◆ Problem details ◆
Rewrite the listing below with "second opinion" swapped for "independent review" wherever it occurs, keeping everything else unchanged.

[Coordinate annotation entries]
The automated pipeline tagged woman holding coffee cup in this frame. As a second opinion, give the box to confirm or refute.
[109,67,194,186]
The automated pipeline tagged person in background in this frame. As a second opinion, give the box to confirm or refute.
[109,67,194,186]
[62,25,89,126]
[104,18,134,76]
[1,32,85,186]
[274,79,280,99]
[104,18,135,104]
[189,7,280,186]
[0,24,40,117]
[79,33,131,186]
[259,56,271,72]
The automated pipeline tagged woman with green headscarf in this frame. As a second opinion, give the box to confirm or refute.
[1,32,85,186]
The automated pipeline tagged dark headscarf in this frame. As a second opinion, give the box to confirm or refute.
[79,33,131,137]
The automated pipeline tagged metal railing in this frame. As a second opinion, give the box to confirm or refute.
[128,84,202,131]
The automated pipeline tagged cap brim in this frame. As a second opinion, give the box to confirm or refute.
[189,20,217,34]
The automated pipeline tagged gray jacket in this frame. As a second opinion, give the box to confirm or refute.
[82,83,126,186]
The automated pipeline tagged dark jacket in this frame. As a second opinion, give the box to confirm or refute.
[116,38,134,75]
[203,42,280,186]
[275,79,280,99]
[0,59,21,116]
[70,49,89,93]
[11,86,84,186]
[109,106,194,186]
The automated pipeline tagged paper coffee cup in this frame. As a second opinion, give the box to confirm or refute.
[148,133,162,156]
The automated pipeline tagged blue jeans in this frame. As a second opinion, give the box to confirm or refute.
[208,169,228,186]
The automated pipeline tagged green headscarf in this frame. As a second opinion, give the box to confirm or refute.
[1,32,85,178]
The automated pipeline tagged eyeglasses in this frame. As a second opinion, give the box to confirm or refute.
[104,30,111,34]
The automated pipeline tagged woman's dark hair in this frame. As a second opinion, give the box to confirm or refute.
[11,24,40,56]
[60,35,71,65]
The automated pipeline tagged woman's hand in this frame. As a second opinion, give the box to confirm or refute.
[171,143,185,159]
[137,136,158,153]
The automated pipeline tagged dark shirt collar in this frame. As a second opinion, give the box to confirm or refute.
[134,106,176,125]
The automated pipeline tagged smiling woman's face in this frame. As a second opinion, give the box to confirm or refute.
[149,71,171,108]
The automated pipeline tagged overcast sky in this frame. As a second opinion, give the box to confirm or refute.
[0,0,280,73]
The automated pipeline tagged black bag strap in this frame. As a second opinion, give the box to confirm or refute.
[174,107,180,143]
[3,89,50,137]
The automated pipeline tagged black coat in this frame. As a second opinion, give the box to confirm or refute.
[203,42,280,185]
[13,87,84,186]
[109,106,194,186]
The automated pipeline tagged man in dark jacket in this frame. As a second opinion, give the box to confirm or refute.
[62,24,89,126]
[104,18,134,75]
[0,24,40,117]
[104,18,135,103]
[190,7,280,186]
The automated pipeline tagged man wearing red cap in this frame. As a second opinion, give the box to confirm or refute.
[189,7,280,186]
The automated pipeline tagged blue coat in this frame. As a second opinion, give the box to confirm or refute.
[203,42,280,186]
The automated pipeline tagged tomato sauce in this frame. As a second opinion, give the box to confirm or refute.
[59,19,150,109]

◆ Solution to the exercise ◆
The automated pipeline tagged woman holding coffee cup in this frame. As a independent review, give the box to confirm or refute.
[109,67,194,186]
The automated pipeline tagged person in background in this frame. As a independent review, give the box to confirm or refute.
[109,67,194,186]
[62,25,89,126]
[104,18,134,76]
[1,32,85,186]
[274,79,280,99]
[104,18,135,104]
[189,7,280,186]
[0,24,40,117]
[79,33,131,186]
[259,56,271,72]
The automated pipeline tagged woman with green headscarf in this frame. As a independent review, give the box to confirm or refute.
[1,32,85,186]
The automated pipeline tagged dark headscarf in this frame. As a independent review, give the box to confirm or refute.
[79,33,131,137]
The automated pipeline tagged metal railing in this frame. As a independent review, give the box to confirm or refute.
[128,84,202,131]
The automated pipeline tagged cap brim in this frame. As a independent review, give the box to confirm or refute.
[189,20,217,34]
The automated pipeline tagged gray jacket in this frame. As a independent review, give the box to confirm or refute.
[82,83,126,186]
The automated pipeline tagged dark jacket in this frame. As a independent review, give the box to confirm or refute.
[116,38,134,75]
[203,42,280,186]
[275,79,280,99]
[0,59,21,116]
[70,49,89,93]
[11,86,84,186]
[109,106,194,186]
The automated pipeline tagged paper coffee cup in this frame. As a independent review, give the box to confirm or refute.
[148,133,162,156]
The automated pipeline tagged blue jeans in this frame. As a independent review, give the box to confirm or refute.
[208,169,228,186]
The automated pipeline tagged green headscarf in this frame. As a independent review, give the box to confirm or refute.
[1,32,85,178]
The automated pipeline tagged eyeglasses in this frame. As a independent review, give the box to confirm or refute.
[104,30,111,34]
The automated pipeline tagged woman's dark hair in this frame. As a independent review, give the box to confirm or refute.
[11,24,40,56]
[60,35,71,65]
The automated pipeline tagged woman's hand in this frame. As a independent review, give the box to confirm or refute.
[171,143,185,159]
[137,136,158,153]
The automated pipeline tagged dark shirt collar in this frame. As a independent review, give the box to confirm or refute.
[134,106,176,125]
The automated pipeline tagged smiling woman's face in this frame. As a independent review, give the box to confirm or refute.
[149,71,171,108]
The automated pipeline tagged overcast sky in this frame. As a independent review, give the box to confirm or refute.
[0,0,280,73]
The automated pipeline tagged black bag strap in this frame. As a independent review, give the box to confirm or refute.
[174,107,180,143]
[3,89,50,137]
The automated pipeline tagged black coat in this frame. As a independent review, give the box to confirm or refute.
[203,42,280,185]
[13,87,84,186]
[109,106,194,186]
The automated pipeline tagged man in dark jacket in this frame. As a independent review, give the box to confirm or refute.
[62,24,89,126]
[104,18,134,75]
[0,24,40,117]
[104,18,135,103]
[190,7,280,186]
The automated pipeline tagged man wearing red cap in this frame. As a independent review, give the box to confirm or refute.
[189,7,280,186]
The automated pipeline tagged blue coat in this frame. As a independent review, give the box to confirm or refute.
[203,42,280,186]
The automated pipeline tagged tomato sauce in this frame. As a independent review, give the box to confirm or refute.
[59,19,150,109]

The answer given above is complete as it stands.